[TASKS AND EXERCISES]
(a) Summarize the passage on open research data repositories in two sentences.
(b) Print the stretch of the passage on open research data repositories from "The findings revealed" through "the identified difficulties.".

6.5 Research data traceability information

Research data stored and shared using open RDRs need to be traceable and should be accompanied by storage details. For the research data to be traceable, they should provide information about “when” the research data was created, submitted and published. The findings from this study seem to suggest that the respondents did not pay enough attention to this issue. Traceability information as presented by Assante et al. (2016) including creation, submission and publication dates of the research data, as well as a unique or persistent identifier (such as a URL or PID) was not prevalent in the research data of the respondents. Assante et al. (2016) and Austin et al. (2015), concluded that research data needs to be accompanied by Digital Object Identifier (DOI) standards for persistent identification and traceability.

6.6 Benefits of storing and sharing research data in open RDRs

Respondents mentioned various benefits of storing and sharing research data whereas majority mentioned to increase research outputs and to reduce research data wastes. Studies by Jeng and He (2022), Piwowar et al. (2007) and Ross and Krumholz (2013) presented various benefits of open RDRs including to improve academic citation, visibility, scholarly influence and future chances. Other benefits include increasing the visibility of research data for citation and reuse by other researchers, reinforcing scientific inquiry by ensuring that enthusiasts and sceptics can test, validate and replicate research results, promoting new research and different ways of testing and analysing research data, saving financial and other resources that are wasted when similar data sets are created by different researchers and enabling new discoveries from old research data sets (Engineering and Physical Sciences Research Council (EPSRC), 2018). Increased datafication of research procedures and infrastructure, encouragement for researchers to publish raw data, data sets and metadata and increased visibility of HLIs were further benefits that were indicated in line with what is reported in the literature (Kidwell et al., 2016; Nosek et al., 2015; Roche et al., 2014).

6.7 Challenges that hinder the storage and sharing of research data in open RDRs

The findings revealed a lack of research data storage and sharing policies and guidelines posed a lot of difficulties for researchers. A lack of strategic planning for the long-term preservation of research data was also noted by Jeng and He (2022). Moreover, Austin et al. (2015), identified inadequate platform support for file-level metadata descriptions for research data or files and high expenses related to data storage, dissemination, curation, or preservation as some of the difficulties encountered in open RDRs. According to Goben and Sandusky (2020), research data loss is the most frequent threat, followed by improper data handling, loss of data privacy and security, problems with reproducibility and loss of trust from research participants and the public. The existence of policies and guidelines can play a great role in reducing some of the identified difficulties.

(Referring expression listing)
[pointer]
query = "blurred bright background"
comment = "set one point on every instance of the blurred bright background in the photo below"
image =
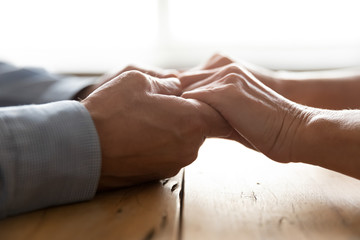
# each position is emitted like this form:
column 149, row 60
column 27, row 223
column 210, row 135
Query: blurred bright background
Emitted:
column 96, row 36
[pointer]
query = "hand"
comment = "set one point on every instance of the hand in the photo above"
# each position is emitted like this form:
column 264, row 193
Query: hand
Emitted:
column 268, row 121
column 192, row 78
column 146, row 132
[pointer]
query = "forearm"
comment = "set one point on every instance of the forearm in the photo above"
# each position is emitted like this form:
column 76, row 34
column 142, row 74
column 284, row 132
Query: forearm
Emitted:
column 336, row 89
column 49, row 155
column 330, row 139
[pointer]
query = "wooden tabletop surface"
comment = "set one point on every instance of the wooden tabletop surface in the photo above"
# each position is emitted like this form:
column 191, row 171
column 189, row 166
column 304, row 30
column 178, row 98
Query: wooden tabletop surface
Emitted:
column 230, row 192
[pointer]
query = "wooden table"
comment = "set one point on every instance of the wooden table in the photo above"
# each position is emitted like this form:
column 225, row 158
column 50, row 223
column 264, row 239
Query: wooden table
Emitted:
column 230, row 192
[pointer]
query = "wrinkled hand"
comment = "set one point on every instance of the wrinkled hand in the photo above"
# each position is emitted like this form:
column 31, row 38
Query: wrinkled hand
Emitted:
column 265, row 119
column 146, row 131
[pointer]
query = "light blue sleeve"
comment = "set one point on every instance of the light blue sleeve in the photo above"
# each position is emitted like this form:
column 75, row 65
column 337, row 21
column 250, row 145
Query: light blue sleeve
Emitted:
column 21, row 86
column 49, row 155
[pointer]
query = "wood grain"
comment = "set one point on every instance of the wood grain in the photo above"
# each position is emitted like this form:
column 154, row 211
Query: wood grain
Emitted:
column 232, row 192
column 148, row 211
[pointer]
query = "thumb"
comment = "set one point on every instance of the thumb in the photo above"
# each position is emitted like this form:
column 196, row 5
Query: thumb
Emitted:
column 216, row 127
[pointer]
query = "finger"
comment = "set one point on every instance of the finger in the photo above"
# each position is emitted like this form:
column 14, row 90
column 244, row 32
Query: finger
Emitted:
column 214, row 125
column 152, row 71
column 165, row 86
column 210, row 98
column 203, row 71
column 190, row 77
column 216, row 61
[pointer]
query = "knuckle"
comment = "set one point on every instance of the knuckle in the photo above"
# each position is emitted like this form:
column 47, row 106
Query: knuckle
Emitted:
column 135, row 78
column 233, row 68
column 231, row 78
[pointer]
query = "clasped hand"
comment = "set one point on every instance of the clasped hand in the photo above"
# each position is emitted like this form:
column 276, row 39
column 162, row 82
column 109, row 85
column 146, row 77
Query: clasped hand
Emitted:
column 151, row 123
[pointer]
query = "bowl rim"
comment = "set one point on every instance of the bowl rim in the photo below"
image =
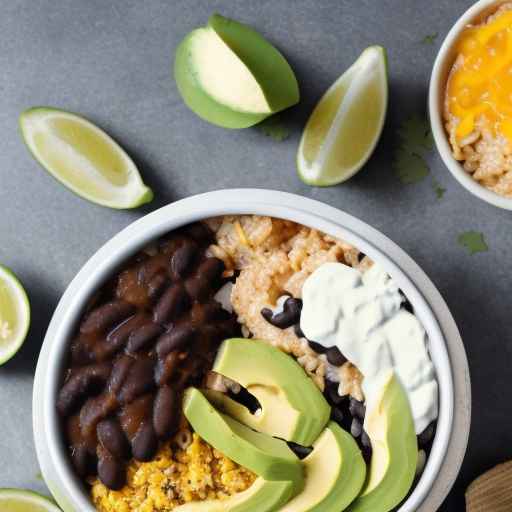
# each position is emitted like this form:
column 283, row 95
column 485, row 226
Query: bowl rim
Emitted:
column 436, row 94
column 238, row 201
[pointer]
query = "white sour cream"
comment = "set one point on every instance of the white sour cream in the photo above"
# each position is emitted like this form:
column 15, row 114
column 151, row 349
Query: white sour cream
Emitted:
column 360, row 314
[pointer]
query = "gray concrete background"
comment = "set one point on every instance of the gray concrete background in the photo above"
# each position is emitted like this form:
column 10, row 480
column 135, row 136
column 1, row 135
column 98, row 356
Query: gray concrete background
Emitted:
column 112, row 60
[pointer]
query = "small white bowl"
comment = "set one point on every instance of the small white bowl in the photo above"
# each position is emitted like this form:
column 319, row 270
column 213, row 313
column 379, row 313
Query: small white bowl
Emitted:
column 442, row 66
column 446, row 346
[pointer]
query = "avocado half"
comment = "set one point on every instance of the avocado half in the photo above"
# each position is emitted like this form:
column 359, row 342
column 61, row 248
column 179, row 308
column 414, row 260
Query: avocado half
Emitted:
column 292, row 407
column 231, row 76
column 390, row 427
column 265, row 456
column 335, row 472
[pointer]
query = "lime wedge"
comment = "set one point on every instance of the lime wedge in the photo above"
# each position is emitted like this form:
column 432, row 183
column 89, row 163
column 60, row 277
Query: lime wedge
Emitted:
column 14, row 315
column 345, row 126
column 83, row 157
column 18, row 500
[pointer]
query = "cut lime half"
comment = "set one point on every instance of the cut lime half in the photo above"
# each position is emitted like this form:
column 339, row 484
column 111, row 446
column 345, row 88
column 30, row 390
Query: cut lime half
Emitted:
column 83, row 157
column 14, row 315
column 346, row 124
column 18, row 500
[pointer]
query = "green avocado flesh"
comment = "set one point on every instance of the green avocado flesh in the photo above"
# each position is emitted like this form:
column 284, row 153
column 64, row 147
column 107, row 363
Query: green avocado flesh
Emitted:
column 292, row 407
column 262, row 496
column 335, row 472
column 390, row 426
column 266, row 456
column 231, row 76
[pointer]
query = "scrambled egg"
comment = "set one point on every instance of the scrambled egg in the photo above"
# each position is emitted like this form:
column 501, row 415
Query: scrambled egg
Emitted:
column 196, row 473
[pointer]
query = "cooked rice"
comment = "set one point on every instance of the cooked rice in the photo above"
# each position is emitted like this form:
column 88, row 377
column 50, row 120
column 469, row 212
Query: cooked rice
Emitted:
column 486, row 155
column 276, row 257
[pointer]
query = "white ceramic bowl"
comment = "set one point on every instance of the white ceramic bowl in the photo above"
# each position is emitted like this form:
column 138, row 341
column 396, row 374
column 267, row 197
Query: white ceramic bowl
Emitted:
column 442, row 66
column 445, row 343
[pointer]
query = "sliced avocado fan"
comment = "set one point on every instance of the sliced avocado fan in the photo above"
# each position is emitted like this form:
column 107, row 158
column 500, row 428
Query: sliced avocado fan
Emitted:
column 292, row 407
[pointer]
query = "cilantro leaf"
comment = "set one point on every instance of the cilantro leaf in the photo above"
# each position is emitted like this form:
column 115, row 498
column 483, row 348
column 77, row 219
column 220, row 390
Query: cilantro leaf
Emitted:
column 410, row 167
column 415, row 141
column 438, row 189
column 473, row 241
column 275, row 128
column 415, row 135
column 430, row 38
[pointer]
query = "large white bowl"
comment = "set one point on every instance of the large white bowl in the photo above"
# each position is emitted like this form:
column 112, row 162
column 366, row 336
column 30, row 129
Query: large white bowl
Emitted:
column 442, row 66
column 446, row 346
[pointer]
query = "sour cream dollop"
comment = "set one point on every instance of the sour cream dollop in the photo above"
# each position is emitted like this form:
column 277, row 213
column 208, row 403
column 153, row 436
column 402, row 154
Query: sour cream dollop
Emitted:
column 360, row 313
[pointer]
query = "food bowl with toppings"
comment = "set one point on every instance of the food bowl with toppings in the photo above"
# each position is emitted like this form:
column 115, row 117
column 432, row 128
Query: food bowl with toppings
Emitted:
column 250, row 350
column 469, row 101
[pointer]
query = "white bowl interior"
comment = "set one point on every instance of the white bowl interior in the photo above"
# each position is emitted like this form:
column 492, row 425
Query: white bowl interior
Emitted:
column 114, row 253
column 442, row 66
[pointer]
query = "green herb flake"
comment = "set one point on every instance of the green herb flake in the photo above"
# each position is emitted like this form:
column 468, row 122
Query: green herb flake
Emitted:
column 438, row 189
column 473, row 241
column 430, row 38
column 415, row 142
column 275, row 128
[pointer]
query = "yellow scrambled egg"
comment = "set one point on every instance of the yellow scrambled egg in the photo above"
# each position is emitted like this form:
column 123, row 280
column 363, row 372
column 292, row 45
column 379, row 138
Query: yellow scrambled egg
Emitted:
column 174, row 477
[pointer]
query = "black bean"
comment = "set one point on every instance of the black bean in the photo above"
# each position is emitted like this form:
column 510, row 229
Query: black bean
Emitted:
column 293, row 306
column 211, row 269
column 183, row 259
column 166, row 412
column 93, row 411
column 335, row 357
column 299, row 450
column 337, row 415
column 145, row 442
column 81, row 460
column 180, row 337
column 120, row 371
column 365, row 440
column 157, row 285
column 356, row 428
column 143, row 336
column 427, row 435
column 172, row 303
column 111, row 436
column 357, row 408
column 106, row 316
column 118, row 337
column 110, row 470
column 298, row 331
column 198, row 288
column 319, row 349
column 82, row 383
column 333, row 395
column 138, row 381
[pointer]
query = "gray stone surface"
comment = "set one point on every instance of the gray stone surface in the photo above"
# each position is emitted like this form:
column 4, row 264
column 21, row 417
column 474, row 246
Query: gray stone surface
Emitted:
column 111, row 61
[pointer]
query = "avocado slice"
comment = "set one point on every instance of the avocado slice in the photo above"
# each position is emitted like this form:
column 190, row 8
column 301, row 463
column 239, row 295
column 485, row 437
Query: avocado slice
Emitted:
column 262, row 496
column 231, row 76
column 390, row 427
column 335, row 472
column 266, row 456
column 292, row 407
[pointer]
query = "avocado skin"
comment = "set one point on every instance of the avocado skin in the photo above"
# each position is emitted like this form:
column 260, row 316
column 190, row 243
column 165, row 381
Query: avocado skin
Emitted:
column 263, row 369
column 266, row 456
column 269, row 67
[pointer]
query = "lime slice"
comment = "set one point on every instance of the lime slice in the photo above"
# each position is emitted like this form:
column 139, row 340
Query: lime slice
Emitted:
column 18, row 500
column 345, row 126
column 14, row 315
column 83, row 157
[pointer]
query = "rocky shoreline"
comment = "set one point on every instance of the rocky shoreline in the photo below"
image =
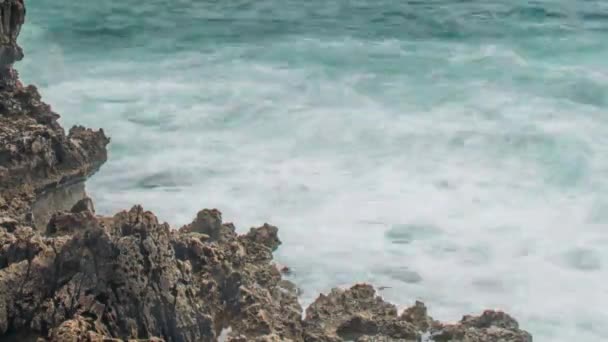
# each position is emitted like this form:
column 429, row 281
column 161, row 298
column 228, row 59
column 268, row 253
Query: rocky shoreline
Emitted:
column 67, row 274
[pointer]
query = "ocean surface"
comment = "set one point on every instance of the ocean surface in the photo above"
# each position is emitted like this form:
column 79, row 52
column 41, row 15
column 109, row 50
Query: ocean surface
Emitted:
column 453, row 151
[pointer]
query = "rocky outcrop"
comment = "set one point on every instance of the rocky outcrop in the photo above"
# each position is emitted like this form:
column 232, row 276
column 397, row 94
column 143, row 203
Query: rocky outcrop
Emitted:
column 129, row 276
column 67, row 274
column 36, row 156
column 358, row 314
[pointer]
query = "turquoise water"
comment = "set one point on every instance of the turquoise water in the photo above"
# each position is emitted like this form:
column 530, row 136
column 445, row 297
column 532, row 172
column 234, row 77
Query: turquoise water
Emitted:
column 453, row 151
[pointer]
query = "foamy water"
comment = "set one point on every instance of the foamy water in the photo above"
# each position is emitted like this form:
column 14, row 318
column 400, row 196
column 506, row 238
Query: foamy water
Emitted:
column 456, row 153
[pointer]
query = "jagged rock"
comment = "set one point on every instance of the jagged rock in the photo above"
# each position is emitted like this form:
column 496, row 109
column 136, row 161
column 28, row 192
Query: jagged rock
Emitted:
column 130, row 277
column 355, row 313
column 491, row 326
column 209, row 222
column 267, row 235
column 13, row 16
column 135, row 278
column 85, row 204
column 36, row 156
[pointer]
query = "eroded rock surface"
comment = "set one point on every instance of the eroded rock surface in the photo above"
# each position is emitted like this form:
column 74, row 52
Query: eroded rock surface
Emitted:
column 67, row 274
column 36, row 155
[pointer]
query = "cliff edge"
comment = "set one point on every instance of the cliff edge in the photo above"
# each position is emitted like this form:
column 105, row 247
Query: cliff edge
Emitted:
column 68, row 274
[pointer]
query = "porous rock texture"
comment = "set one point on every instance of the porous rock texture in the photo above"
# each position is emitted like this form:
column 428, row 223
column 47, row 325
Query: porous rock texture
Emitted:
column 79, row 276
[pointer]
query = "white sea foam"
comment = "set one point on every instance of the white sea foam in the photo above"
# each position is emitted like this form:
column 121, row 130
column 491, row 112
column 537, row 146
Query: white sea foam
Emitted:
column 466, row 190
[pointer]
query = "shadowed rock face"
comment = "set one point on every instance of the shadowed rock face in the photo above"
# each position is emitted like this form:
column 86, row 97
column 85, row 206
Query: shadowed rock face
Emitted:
column 71, row 275
column 12, row 13
column 36, row 155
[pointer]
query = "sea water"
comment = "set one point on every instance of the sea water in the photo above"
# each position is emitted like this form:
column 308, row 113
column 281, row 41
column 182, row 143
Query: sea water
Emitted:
column 454, row 152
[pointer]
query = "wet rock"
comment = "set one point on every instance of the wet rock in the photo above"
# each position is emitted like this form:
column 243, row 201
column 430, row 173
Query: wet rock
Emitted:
column 355, row 313
column 209, row 222
column 491, row 326
column 69, row 275
column 85, row 204
column 266, row 235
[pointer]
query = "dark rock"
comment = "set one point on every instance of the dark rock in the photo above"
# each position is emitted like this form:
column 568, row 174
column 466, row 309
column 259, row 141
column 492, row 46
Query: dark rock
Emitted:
column 85, row 204
column 130, row 277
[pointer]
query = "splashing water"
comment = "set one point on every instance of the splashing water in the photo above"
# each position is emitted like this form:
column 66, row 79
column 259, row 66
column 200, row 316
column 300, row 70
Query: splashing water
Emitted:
column 451, row 151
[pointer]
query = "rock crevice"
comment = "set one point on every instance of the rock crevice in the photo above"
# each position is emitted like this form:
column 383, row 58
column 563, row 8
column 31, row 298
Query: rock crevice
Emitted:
column 68, row 274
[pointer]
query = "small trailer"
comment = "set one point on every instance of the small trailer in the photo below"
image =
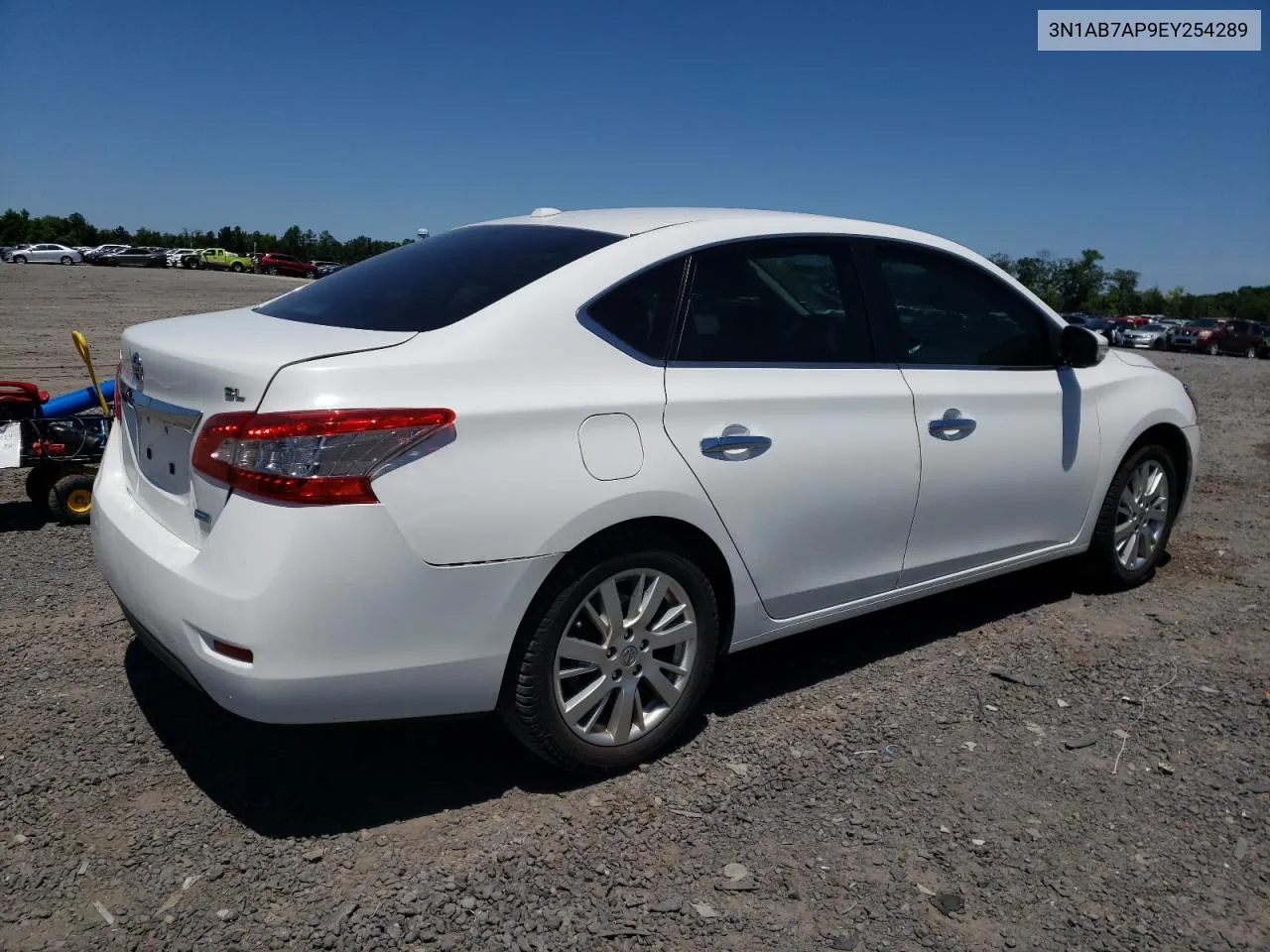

[ANSWER SET]
(a) Research data in open RDRs should be traceable through creation, submission and publication dates and persistent identifiers such as DOIs, but this information was not prevalent in the respondents' research data. Reported benefits include increased research outputs, visibility, citation and reuse, while challenges include a lack of storage and sharing policies, high storage and curation costs, and research data loss.

(b)
The findings revealed a lack of research data storage and sharing policies and guidelines posed a lot of difficulties for researchers. A lack of strategic planning for the long-term preservation of research data was also noted by Jeng and He (2022). Moreover, Austin et al. (2015), identified inadequate platform support for file-level metadata descriptions for research data or files and high expenses related to data storage, dissemination, curation, or preservation as some of the difficulties encountered in open RDRs. According to Goben and Sandusky (2020), research data loss is the most frequent threat, followed by improper data handling, loss of data privacy and security, problems with reproducibility and loss of trust from research participants and the public. The existence of policies and guidelines can play a great role in reducing some of the identified difficulties.